State how many lines of the material below contain the word "brace", giving only the number.
## begin Data listing
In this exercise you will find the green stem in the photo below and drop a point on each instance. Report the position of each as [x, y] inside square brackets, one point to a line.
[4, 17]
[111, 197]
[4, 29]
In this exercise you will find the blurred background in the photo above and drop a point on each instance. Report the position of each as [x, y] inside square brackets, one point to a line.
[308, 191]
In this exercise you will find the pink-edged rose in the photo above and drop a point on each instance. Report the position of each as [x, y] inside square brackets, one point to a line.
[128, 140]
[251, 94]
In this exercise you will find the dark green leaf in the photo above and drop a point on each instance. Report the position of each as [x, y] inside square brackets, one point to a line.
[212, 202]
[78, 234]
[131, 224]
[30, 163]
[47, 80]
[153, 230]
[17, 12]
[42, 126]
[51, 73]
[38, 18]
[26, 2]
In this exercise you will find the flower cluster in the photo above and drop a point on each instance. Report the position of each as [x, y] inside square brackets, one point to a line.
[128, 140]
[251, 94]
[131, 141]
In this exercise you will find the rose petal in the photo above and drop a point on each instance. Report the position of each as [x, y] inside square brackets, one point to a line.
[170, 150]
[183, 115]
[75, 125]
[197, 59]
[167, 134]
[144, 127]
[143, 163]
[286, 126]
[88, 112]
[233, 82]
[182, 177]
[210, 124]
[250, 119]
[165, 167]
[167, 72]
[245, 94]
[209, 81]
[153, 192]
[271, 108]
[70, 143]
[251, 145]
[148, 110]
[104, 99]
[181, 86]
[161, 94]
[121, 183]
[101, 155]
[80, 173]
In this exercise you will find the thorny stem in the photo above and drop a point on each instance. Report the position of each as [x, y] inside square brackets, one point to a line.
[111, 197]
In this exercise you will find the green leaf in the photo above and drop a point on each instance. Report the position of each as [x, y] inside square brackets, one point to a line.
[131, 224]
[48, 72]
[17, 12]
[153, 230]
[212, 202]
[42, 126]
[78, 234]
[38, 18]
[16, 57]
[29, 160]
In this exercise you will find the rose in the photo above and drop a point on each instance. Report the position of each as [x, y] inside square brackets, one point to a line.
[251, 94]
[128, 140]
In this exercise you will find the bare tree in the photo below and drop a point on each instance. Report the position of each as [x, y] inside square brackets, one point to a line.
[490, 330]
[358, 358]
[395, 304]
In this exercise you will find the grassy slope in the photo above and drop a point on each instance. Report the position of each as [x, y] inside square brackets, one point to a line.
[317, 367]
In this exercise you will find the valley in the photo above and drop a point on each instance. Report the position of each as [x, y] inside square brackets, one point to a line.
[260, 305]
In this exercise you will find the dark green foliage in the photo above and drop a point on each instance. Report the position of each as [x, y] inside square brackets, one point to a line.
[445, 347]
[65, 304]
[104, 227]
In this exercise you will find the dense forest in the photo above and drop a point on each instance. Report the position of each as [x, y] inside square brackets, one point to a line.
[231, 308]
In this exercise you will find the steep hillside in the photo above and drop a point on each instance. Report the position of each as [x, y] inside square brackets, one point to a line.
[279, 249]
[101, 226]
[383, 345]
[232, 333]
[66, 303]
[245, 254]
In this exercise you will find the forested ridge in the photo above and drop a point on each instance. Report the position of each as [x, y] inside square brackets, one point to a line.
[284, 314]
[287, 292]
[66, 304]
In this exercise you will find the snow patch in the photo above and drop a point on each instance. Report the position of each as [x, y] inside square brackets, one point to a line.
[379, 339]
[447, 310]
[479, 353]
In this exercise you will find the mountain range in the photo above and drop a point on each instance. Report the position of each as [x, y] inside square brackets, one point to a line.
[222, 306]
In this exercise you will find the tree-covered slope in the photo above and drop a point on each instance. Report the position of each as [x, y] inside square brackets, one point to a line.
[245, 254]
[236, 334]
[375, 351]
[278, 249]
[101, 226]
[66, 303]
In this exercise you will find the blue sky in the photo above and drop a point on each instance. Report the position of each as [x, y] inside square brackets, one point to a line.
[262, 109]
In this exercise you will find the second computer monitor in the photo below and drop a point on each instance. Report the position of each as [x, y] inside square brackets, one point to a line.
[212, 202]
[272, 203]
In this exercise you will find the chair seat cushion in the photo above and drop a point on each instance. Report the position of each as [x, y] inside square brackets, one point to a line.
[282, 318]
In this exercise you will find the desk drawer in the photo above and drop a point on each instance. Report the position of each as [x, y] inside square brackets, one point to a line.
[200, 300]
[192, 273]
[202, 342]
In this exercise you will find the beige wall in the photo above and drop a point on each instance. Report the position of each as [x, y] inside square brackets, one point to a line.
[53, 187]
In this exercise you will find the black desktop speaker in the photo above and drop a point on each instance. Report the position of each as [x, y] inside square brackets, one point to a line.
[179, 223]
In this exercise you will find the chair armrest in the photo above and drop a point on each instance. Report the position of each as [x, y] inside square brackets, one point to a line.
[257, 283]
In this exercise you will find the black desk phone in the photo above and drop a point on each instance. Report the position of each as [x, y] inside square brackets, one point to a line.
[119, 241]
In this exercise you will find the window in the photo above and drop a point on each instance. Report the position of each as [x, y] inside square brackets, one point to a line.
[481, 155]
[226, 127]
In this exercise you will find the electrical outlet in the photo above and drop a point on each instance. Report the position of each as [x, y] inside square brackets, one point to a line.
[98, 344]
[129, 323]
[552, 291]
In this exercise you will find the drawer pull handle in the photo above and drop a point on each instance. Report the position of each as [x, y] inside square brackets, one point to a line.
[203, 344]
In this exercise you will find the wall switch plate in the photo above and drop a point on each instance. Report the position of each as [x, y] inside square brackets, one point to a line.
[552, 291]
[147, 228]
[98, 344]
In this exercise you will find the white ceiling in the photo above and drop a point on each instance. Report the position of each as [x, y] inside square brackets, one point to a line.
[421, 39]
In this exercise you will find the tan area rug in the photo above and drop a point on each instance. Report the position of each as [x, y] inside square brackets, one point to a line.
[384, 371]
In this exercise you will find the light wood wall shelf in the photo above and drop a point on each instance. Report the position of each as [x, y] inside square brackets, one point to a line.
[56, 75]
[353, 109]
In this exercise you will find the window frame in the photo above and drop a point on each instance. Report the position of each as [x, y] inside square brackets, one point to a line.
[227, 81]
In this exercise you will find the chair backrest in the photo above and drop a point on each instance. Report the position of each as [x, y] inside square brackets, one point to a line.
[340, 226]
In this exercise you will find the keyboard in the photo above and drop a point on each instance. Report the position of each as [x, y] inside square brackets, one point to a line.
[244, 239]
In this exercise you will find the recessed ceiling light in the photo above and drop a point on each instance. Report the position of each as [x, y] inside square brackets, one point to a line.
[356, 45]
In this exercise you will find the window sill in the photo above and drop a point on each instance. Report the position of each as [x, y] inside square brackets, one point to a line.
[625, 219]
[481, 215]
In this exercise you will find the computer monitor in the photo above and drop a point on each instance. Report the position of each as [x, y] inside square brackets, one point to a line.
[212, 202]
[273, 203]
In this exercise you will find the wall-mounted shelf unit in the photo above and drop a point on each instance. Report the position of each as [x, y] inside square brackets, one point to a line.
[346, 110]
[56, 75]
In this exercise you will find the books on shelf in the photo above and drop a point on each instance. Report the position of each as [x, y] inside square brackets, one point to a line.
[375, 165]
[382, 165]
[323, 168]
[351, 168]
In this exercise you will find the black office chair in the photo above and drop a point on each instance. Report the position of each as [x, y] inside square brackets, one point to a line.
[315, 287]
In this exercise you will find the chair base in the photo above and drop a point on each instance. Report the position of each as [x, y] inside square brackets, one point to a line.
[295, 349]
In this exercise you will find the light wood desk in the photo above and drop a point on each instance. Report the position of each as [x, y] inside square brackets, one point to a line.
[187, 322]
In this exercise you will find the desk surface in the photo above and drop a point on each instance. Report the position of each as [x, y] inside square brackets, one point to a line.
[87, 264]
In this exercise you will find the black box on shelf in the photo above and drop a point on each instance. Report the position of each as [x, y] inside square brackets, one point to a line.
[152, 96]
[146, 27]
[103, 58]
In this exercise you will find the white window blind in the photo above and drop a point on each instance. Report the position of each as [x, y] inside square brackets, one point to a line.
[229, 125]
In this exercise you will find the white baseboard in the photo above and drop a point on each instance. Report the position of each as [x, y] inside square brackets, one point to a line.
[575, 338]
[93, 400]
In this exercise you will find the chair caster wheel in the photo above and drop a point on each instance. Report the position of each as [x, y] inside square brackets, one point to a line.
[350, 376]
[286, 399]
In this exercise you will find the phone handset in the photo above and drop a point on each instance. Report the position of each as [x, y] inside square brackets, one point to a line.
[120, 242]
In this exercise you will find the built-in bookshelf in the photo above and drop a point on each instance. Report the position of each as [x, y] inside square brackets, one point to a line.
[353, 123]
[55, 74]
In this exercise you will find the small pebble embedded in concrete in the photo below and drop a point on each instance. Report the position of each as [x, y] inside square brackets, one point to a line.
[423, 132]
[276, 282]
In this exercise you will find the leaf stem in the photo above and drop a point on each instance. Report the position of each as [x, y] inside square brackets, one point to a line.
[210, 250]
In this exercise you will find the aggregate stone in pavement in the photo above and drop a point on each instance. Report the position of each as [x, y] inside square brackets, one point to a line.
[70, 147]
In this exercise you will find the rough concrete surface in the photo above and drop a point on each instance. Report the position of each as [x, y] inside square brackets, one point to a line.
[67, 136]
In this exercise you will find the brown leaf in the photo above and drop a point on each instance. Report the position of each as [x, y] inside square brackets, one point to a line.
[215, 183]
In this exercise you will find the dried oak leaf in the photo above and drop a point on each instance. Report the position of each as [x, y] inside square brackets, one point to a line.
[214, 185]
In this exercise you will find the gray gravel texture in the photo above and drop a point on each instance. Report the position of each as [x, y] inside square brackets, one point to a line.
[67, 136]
## end Data listing
## begin Data listing
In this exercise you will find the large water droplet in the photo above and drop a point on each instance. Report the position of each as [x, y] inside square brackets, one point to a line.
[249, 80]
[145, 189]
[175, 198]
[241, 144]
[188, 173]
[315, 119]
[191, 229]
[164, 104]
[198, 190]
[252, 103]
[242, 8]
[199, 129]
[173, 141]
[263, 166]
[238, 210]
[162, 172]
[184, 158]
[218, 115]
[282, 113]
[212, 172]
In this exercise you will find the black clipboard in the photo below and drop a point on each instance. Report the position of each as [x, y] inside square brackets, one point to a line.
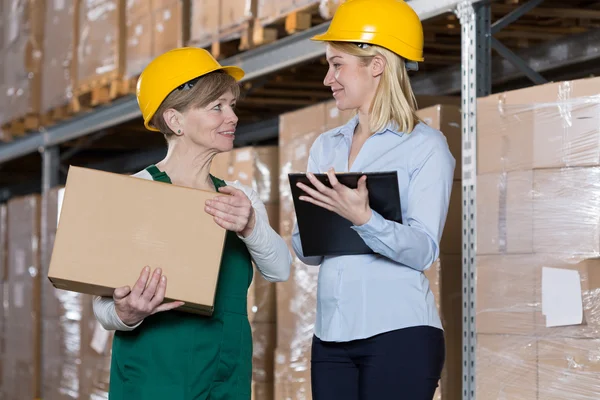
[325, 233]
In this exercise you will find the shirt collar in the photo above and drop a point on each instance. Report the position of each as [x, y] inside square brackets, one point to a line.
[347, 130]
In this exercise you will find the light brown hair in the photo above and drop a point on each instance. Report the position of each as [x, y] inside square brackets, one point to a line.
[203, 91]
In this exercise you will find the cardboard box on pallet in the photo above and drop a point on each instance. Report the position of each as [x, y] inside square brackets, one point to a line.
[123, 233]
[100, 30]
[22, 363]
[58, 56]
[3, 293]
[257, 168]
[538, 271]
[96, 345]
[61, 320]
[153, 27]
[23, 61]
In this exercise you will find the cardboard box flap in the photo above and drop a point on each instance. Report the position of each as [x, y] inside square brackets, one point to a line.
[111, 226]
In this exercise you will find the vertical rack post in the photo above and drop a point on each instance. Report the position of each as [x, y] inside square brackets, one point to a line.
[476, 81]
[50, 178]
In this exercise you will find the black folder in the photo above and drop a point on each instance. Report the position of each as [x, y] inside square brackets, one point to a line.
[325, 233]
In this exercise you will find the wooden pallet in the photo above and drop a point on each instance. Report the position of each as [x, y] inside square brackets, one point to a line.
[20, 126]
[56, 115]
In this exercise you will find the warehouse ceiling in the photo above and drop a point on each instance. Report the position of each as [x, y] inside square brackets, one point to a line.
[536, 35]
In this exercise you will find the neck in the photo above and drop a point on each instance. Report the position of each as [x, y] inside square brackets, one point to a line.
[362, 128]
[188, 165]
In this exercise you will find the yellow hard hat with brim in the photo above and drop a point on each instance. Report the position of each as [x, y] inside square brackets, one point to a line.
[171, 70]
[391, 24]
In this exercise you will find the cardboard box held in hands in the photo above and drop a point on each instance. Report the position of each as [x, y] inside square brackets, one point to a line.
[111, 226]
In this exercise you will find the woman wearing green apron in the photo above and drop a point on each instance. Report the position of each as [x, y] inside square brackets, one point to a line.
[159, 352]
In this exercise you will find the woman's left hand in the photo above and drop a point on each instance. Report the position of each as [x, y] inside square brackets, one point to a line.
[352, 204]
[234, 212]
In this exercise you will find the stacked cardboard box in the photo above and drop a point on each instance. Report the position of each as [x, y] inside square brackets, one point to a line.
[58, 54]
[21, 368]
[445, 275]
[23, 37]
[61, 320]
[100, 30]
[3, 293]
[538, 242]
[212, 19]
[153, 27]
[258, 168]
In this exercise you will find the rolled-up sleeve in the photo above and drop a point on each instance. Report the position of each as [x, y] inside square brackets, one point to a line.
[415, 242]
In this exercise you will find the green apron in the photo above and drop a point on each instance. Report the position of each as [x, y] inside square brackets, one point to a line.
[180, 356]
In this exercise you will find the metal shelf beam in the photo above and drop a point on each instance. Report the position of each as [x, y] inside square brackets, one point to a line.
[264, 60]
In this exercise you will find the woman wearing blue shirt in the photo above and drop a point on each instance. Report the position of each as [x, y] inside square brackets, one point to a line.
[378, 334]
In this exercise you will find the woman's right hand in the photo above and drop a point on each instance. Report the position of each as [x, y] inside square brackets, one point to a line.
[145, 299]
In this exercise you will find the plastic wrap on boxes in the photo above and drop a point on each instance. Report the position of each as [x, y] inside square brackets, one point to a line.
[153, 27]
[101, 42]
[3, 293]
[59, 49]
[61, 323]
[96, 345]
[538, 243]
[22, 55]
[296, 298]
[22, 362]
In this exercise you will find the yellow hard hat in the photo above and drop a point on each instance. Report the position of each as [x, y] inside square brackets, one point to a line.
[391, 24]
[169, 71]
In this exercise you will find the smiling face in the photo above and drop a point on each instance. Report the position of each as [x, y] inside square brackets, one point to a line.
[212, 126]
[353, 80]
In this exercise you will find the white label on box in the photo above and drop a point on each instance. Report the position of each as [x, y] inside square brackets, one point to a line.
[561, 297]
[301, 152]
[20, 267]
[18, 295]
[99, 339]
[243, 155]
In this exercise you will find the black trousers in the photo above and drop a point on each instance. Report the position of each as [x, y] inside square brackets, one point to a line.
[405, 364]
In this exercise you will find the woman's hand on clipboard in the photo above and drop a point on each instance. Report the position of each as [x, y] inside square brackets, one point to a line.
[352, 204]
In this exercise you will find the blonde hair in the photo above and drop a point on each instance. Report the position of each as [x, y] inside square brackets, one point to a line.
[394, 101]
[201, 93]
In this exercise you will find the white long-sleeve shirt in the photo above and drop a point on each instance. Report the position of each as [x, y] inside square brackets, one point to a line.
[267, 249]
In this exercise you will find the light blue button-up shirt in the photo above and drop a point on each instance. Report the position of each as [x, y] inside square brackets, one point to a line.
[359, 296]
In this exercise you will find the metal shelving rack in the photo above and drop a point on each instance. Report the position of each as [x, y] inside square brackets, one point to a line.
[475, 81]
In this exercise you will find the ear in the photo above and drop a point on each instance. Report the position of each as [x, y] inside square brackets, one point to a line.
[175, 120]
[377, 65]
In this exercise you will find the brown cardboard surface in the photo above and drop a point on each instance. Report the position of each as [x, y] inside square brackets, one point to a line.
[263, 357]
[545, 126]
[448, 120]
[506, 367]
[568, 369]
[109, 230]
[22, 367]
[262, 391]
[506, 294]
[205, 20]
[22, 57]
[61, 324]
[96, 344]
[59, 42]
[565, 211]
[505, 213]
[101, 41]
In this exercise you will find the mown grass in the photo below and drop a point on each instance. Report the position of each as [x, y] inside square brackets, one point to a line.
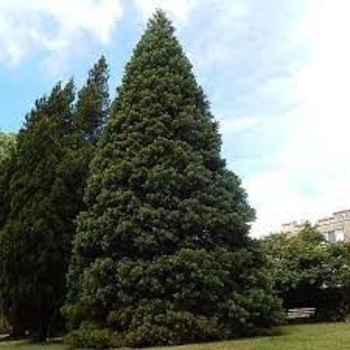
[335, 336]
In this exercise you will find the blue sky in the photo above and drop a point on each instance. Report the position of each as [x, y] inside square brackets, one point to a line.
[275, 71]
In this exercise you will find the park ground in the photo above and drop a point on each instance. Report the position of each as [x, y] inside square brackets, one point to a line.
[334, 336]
## end Data listing
## begin Data listing
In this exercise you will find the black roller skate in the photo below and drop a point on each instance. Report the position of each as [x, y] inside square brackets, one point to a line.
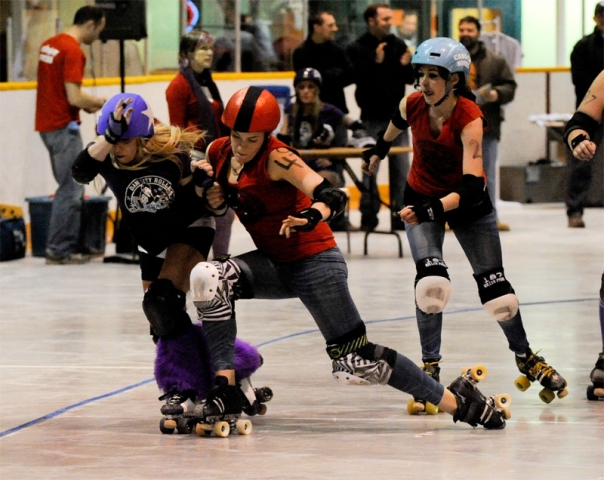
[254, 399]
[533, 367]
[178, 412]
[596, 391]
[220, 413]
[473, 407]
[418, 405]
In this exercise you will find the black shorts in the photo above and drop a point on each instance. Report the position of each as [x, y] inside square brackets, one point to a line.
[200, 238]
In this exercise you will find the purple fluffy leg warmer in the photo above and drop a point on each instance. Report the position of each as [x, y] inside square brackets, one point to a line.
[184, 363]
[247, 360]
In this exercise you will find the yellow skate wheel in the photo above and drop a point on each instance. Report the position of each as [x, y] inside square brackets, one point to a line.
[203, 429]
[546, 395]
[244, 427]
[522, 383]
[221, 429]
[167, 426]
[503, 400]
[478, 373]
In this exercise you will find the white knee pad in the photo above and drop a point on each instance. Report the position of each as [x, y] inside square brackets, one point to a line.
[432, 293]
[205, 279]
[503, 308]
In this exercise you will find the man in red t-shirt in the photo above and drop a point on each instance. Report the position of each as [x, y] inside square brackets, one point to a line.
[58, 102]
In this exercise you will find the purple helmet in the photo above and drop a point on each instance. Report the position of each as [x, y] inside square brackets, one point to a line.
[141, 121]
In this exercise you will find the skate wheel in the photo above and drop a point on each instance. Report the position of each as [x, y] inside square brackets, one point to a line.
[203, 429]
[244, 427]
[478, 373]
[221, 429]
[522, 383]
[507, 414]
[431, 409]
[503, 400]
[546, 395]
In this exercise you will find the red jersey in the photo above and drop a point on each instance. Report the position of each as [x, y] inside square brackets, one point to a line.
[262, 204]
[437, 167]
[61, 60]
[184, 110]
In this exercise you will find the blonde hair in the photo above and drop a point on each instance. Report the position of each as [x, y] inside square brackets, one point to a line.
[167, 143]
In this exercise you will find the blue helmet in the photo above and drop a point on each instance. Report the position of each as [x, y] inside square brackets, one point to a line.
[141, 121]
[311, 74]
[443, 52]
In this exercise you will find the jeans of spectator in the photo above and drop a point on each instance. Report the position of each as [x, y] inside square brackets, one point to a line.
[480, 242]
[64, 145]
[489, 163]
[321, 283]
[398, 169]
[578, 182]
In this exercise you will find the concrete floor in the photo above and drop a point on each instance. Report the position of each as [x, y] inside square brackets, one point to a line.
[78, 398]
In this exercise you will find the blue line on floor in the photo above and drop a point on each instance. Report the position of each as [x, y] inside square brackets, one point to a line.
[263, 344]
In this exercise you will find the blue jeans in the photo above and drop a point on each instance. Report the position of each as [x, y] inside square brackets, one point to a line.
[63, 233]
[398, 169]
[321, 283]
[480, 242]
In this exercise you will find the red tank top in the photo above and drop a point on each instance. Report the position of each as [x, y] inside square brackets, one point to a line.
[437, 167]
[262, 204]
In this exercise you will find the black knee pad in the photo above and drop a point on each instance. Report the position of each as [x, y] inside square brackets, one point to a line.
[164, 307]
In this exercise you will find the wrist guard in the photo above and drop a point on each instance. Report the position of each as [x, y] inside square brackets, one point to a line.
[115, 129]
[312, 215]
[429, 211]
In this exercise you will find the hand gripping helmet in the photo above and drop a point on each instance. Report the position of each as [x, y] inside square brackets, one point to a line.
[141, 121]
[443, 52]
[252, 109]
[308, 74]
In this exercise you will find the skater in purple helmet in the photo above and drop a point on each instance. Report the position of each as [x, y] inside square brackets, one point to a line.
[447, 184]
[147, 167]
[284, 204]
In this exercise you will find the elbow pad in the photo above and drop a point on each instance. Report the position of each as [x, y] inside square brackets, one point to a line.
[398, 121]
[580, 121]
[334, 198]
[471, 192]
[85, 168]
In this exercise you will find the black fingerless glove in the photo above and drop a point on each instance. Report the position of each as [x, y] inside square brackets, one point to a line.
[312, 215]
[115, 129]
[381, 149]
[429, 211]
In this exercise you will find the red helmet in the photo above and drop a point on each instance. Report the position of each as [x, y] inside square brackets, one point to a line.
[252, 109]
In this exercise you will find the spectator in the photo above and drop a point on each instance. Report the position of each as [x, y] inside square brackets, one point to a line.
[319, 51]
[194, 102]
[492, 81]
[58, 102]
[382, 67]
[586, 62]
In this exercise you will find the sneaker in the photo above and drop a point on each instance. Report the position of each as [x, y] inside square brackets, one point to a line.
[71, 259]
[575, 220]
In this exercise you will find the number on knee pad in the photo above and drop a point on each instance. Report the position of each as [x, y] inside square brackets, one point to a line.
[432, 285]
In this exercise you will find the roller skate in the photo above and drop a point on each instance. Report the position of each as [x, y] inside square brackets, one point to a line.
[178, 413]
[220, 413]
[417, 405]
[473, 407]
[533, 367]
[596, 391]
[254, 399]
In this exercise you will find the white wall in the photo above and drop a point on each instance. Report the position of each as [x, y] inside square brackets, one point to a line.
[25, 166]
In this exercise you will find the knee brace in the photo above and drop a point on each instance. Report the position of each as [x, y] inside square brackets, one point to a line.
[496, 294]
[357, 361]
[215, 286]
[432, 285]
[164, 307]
## end Data listing
• **Output**
1